--- WHAT YOU WILL DO ---
Copy the passage below on the SharePoint 2013 search schema, beginning at the words "Who can modify" and stopping after "their search schemas.", and rename "tenant admins" as "tenant administrators" throughout that span.

--- TEXT EXTRACT ---
Introducing Search Schema for SharePoint 2013
Audience: Search Admin/ITPro
What is the search schema?
The search schema is a mechanism in SharePoint search that controls:
- Which aspects (properties) of items are to be indexed
- How and with what indexing structures particular pieces of data are indexed
- Which aliases can be used when querying using property restrictions
What does this mean really? It means that the search schema controls what can be searched for, how it can be searched for and how the results can be presented in your search sites.
Main schema concepts
The most important concepts in search schema are crawled properties and managed properties.
The typical data flow is illustrated by this figure:
So a crawl component reads items from the content database (or other content sources) and sends documents and metadata to the content processing component in the form of crawled properties. A lot of magic then happens inside the content processing component: the text of the item is extracted, language detected, spell-checking applied etc. In addition, the content processing component maps crawled properties to managed properties and outputs a set of name-value pairs of managed properties. As an example, this process includes picking the best crawled property value to index as the author of a document. For e.g. a PowerPoint document this is usually stored inside the document. In other cases the author is found from other crawled properties. This process is defined through the built-in search schema and so-called mappings between crawled properties and managed properties. Some mappings are prioritized, meaning that the first crawled property that actually has a value is picked, while others are not prioritized and the values of all the crawled properties are mapped to managed properties and thus indexed.
Who can modify the search schema?
The search schema contains a lot of system defined crawled and managed properties, as well as mappings in-between that are required for SharePoint Search to work properly. However, as an on-premises customer or SPO customer you also have the option to tweak the search schema to your liking.
With FAST Search for SharePoint 2010 and SharePoint Search 2010, only power users with the rights of Central Administrator could alter the built-in search schema. However, now in SharePoint 2013, even tenant admins and site collection admins/owners can modify their search schemas.
Levels of schemas in SharePoint for on-premises installations
For SharePoint on-premises installations there are two levels that matter for search schemas: search service application (SSA) level and site collection level. This is illustrated in the schema hierarchy shown below:
When SharePoint 2013 is initially installed there exists only one search schema, which is accessible at the central admin level (aka "SSA level" since the central administrator owns the search service application). As before, the central administrator is free to make a number of changes at this level.

--- SUPPLIED DATA ---
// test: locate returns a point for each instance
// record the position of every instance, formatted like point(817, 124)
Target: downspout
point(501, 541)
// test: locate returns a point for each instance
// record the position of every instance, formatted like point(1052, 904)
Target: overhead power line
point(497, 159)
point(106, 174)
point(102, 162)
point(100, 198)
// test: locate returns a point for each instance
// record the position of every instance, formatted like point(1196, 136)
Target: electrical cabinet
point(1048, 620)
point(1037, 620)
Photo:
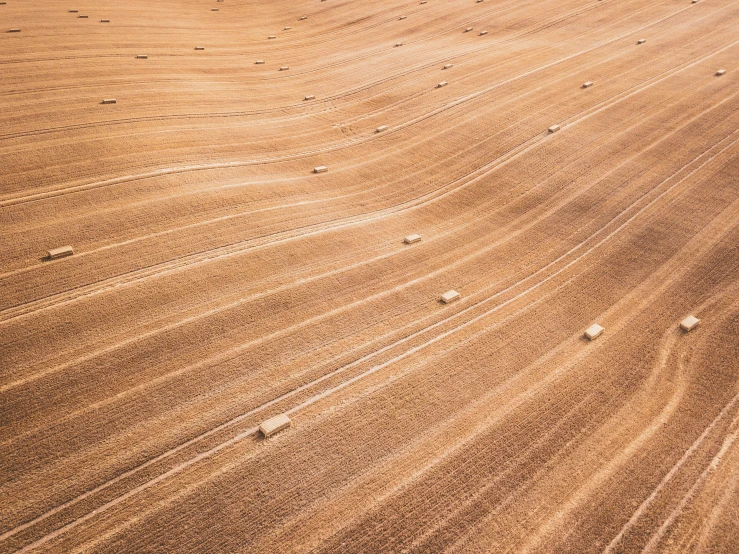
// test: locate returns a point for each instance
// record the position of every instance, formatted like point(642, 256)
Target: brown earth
point(217, 281)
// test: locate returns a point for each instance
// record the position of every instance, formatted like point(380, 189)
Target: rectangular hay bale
point(449, 296)
point(61, 252)
point(274, 425)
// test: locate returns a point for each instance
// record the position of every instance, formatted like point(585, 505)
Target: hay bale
point(61, 252)
point(274, 425)
point(689, 323)
point(594, 331)
point(449, 296)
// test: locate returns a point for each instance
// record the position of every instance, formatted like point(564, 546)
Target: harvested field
point(239, 254)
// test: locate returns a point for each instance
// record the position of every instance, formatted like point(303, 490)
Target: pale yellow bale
point(449, 296)
point(61, 252)
point(274, 425)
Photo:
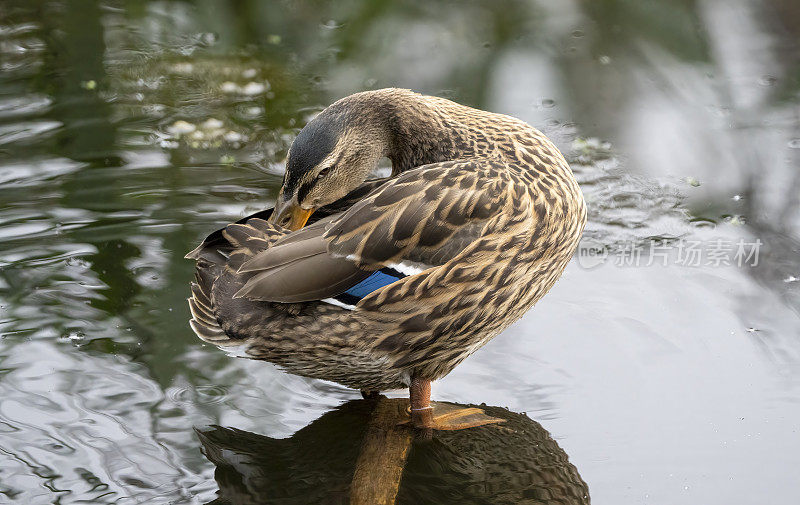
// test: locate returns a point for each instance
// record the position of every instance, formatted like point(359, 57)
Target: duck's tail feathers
point(203, 322)
point(250, 238)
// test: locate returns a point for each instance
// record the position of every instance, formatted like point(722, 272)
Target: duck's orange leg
point(442, 416)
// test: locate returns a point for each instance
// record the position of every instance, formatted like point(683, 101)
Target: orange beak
point(298, 216)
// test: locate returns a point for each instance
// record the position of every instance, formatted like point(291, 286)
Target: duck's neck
point(417, 132)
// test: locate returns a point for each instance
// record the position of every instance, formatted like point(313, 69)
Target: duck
point(389, 283)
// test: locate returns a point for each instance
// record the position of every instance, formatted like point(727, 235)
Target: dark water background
point(128, 130)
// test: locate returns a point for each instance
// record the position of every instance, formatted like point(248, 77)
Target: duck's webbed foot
point(442, 416)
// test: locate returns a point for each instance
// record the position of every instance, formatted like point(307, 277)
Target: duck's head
point(333, 155)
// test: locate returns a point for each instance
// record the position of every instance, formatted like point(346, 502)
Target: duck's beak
point(296, 215)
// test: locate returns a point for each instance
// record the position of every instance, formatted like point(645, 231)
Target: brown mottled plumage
point(484, 203)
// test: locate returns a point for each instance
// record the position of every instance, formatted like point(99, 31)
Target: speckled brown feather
point(484, 200)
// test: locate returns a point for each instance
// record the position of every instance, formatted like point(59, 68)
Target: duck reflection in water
point(361, 453)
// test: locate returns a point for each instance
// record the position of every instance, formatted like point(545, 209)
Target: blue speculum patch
point(374, 282)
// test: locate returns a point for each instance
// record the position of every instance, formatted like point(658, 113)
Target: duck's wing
point(417, 221)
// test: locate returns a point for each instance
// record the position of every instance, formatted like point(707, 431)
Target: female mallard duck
point(396, 280)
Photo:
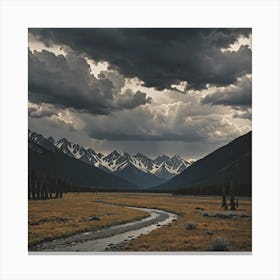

--- SOLVED PROBLEM ---
Who can modify the search schema?
The search schema contains a lot of system defined crawled and managed properties, as well as mappings in-between that are required for SharePoint Search to work properly. However, as an on-premises customer or SPO customer you also have the option to tweak the search schema to your liking.
With FAST Search for SharePoint 2010 and SharePoint Search 2010, only power users with the rights of Central Administrator could alter the built-in search schema. However, now in SharePoint 2013, even tenant administrators and site collection admins/owners can modify their search schemas.